WHAT IS REQUIRED: Please recast the entries below as a JSON list of strings, one string per line, leaving out any blank lines.

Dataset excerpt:
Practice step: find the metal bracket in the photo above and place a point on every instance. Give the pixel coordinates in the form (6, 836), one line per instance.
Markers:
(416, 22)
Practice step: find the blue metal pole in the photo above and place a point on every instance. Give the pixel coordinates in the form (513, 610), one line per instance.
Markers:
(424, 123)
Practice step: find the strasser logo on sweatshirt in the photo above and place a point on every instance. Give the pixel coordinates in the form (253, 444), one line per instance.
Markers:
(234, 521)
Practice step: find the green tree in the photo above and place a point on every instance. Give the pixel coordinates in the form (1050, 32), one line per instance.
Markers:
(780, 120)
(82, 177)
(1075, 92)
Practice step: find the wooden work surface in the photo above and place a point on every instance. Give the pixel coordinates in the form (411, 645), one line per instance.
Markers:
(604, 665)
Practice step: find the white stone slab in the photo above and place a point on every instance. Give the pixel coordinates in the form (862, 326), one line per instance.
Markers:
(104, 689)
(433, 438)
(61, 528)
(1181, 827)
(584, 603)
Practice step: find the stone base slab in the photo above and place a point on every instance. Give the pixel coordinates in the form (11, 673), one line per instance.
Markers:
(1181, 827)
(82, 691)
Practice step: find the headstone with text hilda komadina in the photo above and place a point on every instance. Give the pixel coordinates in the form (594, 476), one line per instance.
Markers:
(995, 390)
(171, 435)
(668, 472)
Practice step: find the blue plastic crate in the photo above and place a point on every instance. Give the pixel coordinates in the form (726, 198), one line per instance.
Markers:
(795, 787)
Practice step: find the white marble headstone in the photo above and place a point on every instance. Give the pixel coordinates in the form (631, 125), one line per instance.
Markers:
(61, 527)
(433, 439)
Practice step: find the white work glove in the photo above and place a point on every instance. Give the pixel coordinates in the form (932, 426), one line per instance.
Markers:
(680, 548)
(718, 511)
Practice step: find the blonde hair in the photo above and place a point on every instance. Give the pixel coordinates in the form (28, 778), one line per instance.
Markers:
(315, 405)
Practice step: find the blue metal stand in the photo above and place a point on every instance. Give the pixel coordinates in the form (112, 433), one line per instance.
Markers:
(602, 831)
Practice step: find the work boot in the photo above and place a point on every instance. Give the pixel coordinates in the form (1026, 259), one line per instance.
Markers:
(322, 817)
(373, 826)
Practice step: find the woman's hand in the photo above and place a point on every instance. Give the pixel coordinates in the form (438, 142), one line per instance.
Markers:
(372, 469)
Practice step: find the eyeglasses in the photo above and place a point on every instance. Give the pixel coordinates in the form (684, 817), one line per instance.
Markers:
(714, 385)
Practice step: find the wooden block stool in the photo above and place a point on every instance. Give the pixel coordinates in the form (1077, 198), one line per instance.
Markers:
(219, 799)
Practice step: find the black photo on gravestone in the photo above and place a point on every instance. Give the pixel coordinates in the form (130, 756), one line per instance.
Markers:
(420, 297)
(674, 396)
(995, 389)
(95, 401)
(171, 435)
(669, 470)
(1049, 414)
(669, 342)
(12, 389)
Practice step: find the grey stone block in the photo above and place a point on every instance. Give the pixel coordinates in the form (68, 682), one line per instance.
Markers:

TASK RESPONSE:
[
  "Practice step: find the metal bracket in the photo above and place a point on every instance. Give the pixel coordinates in the form (6, 836), one line per instance.",
  "Markers:",
  "(416, 22)",
  "Practice step: find the blue metal pole in the photo above and place a point on every instance. Give the pixel coordinates in the form (513, 610), one line per instance.",
  "Markers:",
  "(424, 123)",
  "Practice step: find the strasser logo on sweatshirt in the photo above and place a point on every instance. Give the pixel coordinates in the form (253, 444), one line per instance.",
  "Markers:",
  "(234, 521)",
  "Practice step: find the green tree in the photo above and place a point on every instance. Give the pixel coordinates in the form (1050, 32), one line per instance.",
  "Markers:",
  "(780, 120)",
  "(82, 177)",
  "(1075, 92)",
  "Practice step: find the wooden work surface in the photo above and place a point on every instance. Give the pixel coordinates in the form (411, 645), one line per instance.",
  "Markers:",
  "(604, 665)",
  "Practice step: find the white stone slab in the photo above and place a point on every instance. Give the pixel coordinates in the form (862, 326), one line per instance.",
  "Markers:",
  "(104, 689)",
  "(433, 438)",
  "(61, 528)",
  "(1181, 827)",
  "(584, 603)",
  "Practice step: find the stone base slab in the photo above and place a point on every instance. Give the pixel coordinates in the form (11, 673), one line per instance.",
  "Markers:",
  "(1181, 827)",
  "(82, 691)",
  "Practice step: find the headstone with text hilda komadina in the photo above and place a point on every instance. Give the pixel coordinates in the form (594, 476), one line per instance.",
  "Markers:",
  "(995, 390)",
  "(171, 435)",
  "(668, 472)",
  "Practice step: find the blue plastic crate in the photo above and place a point on every instance. Give the pixel coordinates in the form (726, 198), one line per instance.",
  "Markers:",
  "(795, 787)",
  "Practice step: find the white marble headstone in the photo above and place a point on every instance. Give the pixel coordinates in the form (631, 125), one line per instance.",
  "Markers:",
  "(61, 527)",
  "(433, 439)",
  "Practice step: find the white work glove in the photo above and place a point on every instance. Give the pixel coordinates in the form (932, 426), one line per instance.",
  "Markers:",
  "(680, 548)",
  "(718, 511)",
  "Practice step: find the blonde hair in the photo above and place a point on every instance. Give the pixel coordinates in the form (28, 778), one line per instance.",
  "Markers:",
  "(315, 405)",
  "Practice step: find the blue metal stand in the photo above and place a point on every instance. Give the pixel coordinates in the form (112, 433), one line per instance.",
  "Markers:",
  "(602, 831)",
  "Practice step: find the work boot in the photo above and place a point on every instance. Give the pixel coordinates in the form (1026, 259), one line per instance.",
  "Markers:",
  "(322, 817)",
  "(373, 826)",
  "Practice step: find the woman's hand in the photo above and place a point on every instance. Give the pixel coordinates in the form (438, 142), one line per instance.",
  "Markers:",
  "(372, 469)",
  "Practice step: find the eyeglasses in the photo above and place a point on every instance. Give the pixel coordinates in the form (684, 817), one line per instance.",
  "Markers:",
  "(714, 385)",
  "Practice step: find the wooden block stool in the photo above and place a point on every instance. Give the pixel coordinates in the form (1077, 198), one line per instance.",
  "Markers:",
  "(219, 799)",
  "Practice step: find the black photo on gravestone in the photo above and place a point on every instance. Give the pixel coordinates in the form (130, 756), one line per instance.",
  "Markers:",
  "(420, 297)",
  "(674, 396)",
  "(995, 389)",
  "(95, 401)",
  "(171, 435)",
  "(669, 470)",
  "(1049, 414)",
  "(669, 342)",
  "(12, 389)",
  "Practice step: find the grey stone block in the photo above and place a point on every instance. Give the pixel coordinates in the form (68, 682), one line per instance.",
  "Markers:"
]